Given text:
****************************************
It is time to stop using the misleading term “Brexit negotiations”. Britain’s exit from the European Union is not subject to negotiation: it has been determined by the British people, the sole legitimate authority on this issue. One negotiates to enter an institution, not to leave it. We are simply checking out of the EU hotel; we paid our bill long ago and we are free to leave. We are merely saying a courteous farewell.
The weasel term “negotiations” – too uncritically accepted by Leavers – suggests we can only leave the EU by gracious permission of the Brussels apparatchiks, that they will decide whether a partial break with the EU is permitted and how many laws, regulations and even payments into the EU budget will still be imposed on Britain. Unhappily, many British civil servants who will be involved in the “negotiations” share this absurd mindset.
The mentality of these people, marinated in the habit of deference to the EU, is that Britain is an offender petitioning the parole board for early release. The Government’s pretence that Article 50 cannot be triggered until next year typifies this delusion. Why should hundreds of British officials toil unnecessarily to prepare for complex and protracted “negotiations” with an entity we are abandoning to its increasingly ominous fate?
When EU apparatchiks place voluminous documents for “negotiation” on the table, they should simply be swept onto the floor as irrelevant. Since voting for Brexit, the United Kingdom is no longer subject to one sentence or comma of the monumental acquis communautaire. British “negotiators” are only creating imaginary obstacles to our departure. Trade agreements – the only area in which the term “negotiation” is relevant – can be conducted separately from the brief formalities of departure and concluded after finalisation of Brexit, on Britain’s terms as much as the EU’s.
There are now two levels of delusion among the surviving Remainers. At the most extreme level is the cerebrally challenged view that Britain’s exit from the EU can somehow be prevented. The headlines reporting this hallucinatory mindset speak for themselves: “We won’t trigger Article 50 until after 2017 – and that means Brexit may never happen at all”; “Brexit ‘could be delayed until late 2019’ with Whitehall departments not yet ready to trigger Article 50”; “The UK Supreme Court has a clear legal path to block Article 50 and stop Brexit”; “Bookmakers have lost faith in Article 50 ever being triggered”.
****************************************
Given entries:
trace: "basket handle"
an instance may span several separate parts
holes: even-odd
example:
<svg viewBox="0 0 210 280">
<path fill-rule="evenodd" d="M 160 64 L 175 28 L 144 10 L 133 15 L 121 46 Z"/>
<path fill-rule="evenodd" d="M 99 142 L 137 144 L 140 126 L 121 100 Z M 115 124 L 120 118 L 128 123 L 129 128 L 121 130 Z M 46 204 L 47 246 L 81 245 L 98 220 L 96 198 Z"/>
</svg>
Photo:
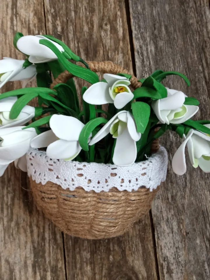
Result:
<svg viewBox="0 0 210 280">
<path fill-rule="evenodd" d="M 87 62 L 90 69 L 94 72 L 108 73 L 115 75 L 118 73 L 130 74 L 127 70 L 124 69 L 122 66 L 115 64 L 111 61 L 87 61 Z M 74 76 L 74 75 L 67 70 L 65 70 L 55 79 L 50 85 L 50 88 L 53 88 L 57 84 L 66 83 Z M 141 86 L 141 83 L 138 81 L 137 78 L 133 75 L 132 75 L 130 81 L 131 85 L 134 90 Z"/>
</svg>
****************************************
Task instructions:
1. Quote the passage of the Brexit essay that begins with the words containing "The weasel term" and ends with "this absurd mindset.".
2. Carry the Brexit essay forward from its final sentence.
The records have no connection to the Brexit essay.

Per-task answers:
1.
The weasel term “negotiations” – too uncritically accepted by Leavers – suggests we can only leave the EU by gracious permission of the Brussels apparatchiks, that they will decide whether a partial break with the EU is permitted and how many laws, regulations and even payments into the EU budget will still be imposed on Britain. Unhappily, many British civil servants who will be involved in the “negotiations” share this absurd mindset.

2.
The arrogant implication behind these fantasies of the defeated Entitled Ones is that the will of 17.4 million voters is illegitimate because they are “stupid”. If Brexit were delayed as suggested in those headlines the public backlash would be on a scale unseen in England since the 17th century. If activist judges were to block the clear will of the British electorate, at a time when confidence in both the judicial and political systems has never been lower, they would be courting disaster. And if the Supreme Court upheld the Brexit vote, what would the malcontents do – appeal to the European courts? The majority has finally asserted its rights and will not be denied them. As for the bookmakers, they lost confidence in Brexit throughout the referendum campaign, with distressing consequences for many of them.
The second, marginally less insane, delusion is that the Brexit “negotiations” can somehow be protracted, complicated and fudged so that the EU can claw back control of Britain and impose almost as many laws and regulations as under full membership. The EU anthem and flag would have to be sacrificed, but through some form of “associate membership”, “Norway model” or other device Britain could end up remaining in the Single Market, subject to EU laws while excluded from any role in making them, still unable to control immigration – the key referendum issue – and contributing to the EU budget. In other words, in a worse situation than under full membership.
Iain Duncan Smith, the former Work and Pensions Secretary and prominent Leave campaigner, who is well aware of this conspiracy (to give it its proper name), recently called on Theresa May to take measures to ensure Brexit is enacted imminently, with Britain leaving the Single Market. He said the Brexit decision must not deteriorate into a “neverendum”.
He is right and it is high time Leave supporters abandoned timidity and spelled out some home truths to all concerned, including the Prime Minister. The Remainers made much of predicted chaos in the markets, which did not materialise, But the markets, which have now factored Brexit into their calculations, notoriously loathe uncertainty. Yet the Remain bunker, formerly so concerned about the markets, is engineering prolonged uncertainty, to the detriment of investment.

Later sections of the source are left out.